## Exercise objective
In the records below, find the line containing "Reviewer note: every instance of the man's nose"; restate it and every later line word for word, through the last.

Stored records
━━━━━━━━━━

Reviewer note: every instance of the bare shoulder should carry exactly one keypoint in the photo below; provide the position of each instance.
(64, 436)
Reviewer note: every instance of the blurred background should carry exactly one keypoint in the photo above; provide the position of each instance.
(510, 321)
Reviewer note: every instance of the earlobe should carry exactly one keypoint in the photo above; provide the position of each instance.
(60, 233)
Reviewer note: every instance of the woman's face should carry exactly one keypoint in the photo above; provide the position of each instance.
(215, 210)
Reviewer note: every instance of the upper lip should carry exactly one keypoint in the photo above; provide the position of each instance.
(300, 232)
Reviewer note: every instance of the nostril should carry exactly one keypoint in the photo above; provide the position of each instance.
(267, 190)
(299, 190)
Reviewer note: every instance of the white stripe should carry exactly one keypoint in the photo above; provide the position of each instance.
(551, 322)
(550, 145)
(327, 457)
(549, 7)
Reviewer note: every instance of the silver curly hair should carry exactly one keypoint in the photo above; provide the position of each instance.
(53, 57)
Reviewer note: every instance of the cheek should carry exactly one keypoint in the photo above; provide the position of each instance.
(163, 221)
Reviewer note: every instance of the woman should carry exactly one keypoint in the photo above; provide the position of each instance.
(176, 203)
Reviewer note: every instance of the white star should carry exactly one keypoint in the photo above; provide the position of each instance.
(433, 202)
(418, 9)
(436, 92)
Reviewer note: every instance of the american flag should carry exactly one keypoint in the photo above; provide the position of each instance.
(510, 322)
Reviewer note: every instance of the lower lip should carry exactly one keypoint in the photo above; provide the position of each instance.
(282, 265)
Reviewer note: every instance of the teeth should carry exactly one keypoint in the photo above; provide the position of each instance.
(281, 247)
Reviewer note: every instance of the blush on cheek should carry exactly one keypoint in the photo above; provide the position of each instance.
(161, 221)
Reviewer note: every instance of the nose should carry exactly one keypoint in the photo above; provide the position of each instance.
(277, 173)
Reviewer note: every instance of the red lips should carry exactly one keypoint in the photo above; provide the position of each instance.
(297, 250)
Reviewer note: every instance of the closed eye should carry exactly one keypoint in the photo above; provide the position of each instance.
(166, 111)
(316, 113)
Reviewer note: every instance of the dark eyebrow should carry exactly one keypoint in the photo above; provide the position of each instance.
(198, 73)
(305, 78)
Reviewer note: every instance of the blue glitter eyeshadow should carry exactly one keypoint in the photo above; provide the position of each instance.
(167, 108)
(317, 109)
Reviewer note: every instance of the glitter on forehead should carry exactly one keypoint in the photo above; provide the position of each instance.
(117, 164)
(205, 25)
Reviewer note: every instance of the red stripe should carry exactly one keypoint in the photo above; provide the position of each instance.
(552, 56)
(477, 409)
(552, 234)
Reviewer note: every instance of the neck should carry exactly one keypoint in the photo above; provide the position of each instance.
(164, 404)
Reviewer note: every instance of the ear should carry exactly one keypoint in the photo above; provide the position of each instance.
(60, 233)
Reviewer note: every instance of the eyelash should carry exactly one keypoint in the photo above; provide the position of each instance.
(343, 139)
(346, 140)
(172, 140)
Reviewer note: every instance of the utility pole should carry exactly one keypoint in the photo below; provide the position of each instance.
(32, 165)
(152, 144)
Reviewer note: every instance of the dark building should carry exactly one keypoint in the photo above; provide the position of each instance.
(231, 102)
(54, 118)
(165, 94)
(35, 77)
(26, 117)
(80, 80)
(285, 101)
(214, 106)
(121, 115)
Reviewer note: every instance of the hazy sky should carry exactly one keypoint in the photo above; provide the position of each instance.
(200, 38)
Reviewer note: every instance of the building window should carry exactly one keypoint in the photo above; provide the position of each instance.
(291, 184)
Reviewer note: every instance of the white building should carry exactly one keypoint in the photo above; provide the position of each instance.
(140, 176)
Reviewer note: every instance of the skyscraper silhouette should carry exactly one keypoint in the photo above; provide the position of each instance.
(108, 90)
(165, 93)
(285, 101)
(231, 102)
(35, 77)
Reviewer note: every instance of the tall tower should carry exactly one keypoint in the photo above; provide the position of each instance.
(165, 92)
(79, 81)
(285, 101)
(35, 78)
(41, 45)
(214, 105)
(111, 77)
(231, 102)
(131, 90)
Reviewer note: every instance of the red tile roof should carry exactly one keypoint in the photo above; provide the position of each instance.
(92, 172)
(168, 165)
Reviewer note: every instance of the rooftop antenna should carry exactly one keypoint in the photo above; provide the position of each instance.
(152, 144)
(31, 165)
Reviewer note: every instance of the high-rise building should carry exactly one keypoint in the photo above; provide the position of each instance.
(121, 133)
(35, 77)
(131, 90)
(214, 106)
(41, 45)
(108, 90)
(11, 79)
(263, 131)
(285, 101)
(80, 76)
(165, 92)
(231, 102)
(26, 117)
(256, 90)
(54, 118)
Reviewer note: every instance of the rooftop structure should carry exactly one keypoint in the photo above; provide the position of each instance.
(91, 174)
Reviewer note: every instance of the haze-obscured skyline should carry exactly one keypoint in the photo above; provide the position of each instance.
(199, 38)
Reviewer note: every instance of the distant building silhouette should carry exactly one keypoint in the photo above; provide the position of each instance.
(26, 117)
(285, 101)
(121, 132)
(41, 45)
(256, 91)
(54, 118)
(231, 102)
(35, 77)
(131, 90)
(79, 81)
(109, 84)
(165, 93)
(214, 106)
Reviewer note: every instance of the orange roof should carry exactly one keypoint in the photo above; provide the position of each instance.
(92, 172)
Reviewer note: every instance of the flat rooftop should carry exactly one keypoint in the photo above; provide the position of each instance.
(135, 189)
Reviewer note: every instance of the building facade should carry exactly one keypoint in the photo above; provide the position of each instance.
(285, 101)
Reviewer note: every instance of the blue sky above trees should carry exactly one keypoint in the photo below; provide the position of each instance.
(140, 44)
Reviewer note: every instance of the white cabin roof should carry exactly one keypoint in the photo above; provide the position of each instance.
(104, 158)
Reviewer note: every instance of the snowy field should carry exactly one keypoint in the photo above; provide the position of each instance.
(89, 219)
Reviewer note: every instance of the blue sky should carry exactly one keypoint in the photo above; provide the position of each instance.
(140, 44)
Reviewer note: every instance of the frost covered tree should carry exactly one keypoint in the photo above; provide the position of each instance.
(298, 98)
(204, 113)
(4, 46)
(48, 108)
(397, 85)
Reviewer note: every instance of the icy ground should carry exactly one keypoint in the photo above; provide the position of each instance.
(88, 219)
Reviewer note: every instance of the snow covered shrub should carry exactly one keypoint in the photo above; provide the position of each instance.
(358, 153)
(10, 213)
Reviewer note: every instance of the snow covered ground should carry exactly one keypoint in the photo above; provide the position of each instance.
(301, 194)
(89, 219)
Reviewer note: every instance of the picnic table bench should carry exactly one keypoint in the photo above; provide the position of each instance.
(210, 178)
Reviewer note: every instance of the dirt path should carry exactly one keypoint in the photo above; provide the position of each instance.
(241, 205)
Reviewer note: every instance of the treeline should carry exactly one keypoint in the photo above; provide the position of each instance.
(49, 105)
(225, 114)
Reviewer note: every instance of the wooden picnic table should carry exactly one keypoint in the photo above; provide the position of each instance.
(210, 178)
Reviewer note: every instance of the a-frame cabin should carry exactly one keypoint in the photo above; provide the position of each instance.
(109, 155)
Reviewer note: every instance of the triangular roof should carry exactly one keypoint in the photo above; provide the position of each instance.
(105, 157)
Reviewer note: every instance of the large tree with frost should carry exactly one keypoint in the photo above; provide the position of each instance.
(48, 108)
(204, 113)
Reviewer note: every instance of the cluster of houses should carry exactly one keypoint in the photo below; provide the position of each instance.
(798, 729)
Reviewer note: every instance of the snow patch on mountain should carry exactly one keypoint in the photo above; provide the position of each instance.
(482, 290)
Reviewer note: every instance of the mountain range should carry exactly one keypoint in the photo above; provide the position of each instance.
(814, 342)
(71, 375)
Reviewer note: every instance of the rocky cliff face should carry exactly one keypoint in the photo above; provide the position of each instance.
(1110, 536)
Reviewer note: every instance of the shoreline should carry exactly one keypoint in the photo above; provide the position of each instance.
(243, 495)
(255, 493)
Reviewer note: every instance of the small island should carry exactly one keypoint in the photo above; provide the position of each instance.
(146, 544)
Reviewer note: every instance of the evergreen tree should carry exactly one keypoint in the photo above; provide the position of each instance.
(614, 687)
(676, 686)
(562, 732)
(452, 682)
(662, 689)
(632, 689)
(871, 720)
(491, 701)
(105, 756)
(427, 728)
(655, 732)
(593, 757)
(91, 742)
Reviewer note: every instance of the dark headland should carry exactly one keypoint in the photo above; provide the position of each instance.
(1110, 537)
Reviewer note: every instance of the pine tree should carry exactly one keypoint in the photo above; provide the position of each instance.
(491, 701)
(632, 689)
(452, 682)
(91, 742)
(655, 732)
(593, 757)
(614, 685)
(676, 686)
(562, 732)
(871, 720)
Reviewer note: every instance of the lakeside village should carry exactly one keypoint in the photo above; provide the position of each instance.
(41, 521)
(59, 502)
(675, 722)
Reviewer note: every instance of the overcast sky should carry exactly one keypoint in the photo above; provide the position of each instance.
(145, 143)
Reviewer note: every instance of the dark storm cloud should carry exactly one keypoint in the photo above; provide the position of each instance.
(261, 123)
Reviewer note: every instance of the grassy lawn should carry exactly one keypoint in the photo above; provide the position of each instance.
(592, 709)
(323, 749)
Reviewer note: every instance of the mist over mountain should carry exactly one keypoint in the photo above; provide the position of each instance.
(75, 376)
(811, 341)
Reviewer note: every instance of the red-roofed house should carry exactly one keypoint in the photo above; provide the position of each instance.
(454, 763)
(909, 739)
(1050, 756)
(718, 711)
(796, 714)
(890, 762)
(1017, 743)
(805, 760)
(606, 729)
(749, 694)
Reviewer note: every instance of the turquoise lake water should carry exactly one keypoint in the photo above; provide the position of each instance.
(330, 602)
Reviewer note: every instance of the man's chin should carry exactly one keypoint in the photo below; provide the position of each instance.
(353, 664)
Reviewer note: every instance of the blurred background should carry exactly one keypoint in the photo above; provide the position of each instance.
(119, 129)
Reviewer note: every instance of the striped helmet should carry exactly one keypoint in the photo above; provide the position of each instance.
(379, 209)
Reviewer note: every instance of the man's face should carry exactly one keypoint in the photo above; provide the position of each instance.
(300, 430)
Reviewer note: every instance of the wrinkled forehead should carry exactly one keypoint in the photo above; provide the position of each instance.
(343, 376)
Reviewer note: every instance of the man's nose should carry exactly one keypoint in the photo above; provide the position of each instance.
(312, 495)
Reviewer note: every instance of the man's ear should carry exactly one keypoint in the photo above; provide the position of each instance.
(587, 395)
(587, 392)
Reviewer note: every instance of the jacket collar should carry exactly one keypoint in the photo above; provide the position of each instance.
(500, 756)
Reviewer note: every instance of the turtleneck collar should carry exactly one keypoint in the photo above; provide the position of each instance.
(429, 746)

━━━━━━━━━━

## Response for this exercise
Reviewer note: every instance of the man's nose should carry exactly one keypoint in the photo above; provide the position of each instance.
(312, 495)
Reviewer note: every instance of the man's ear should carry exactly one keypoint in the photo above; provide the position of each instance.
(587, 395)
(587, 392)
Reviewer note: every instance of the jacket collar should carry exactly one keypoint in the photo above; provide the position of each instance.
(500, 756)
Reviewer note: every instance of the turtleneck collar should carry exactly one keypoint in the photo above; provide the position of each instance.
(429, 746)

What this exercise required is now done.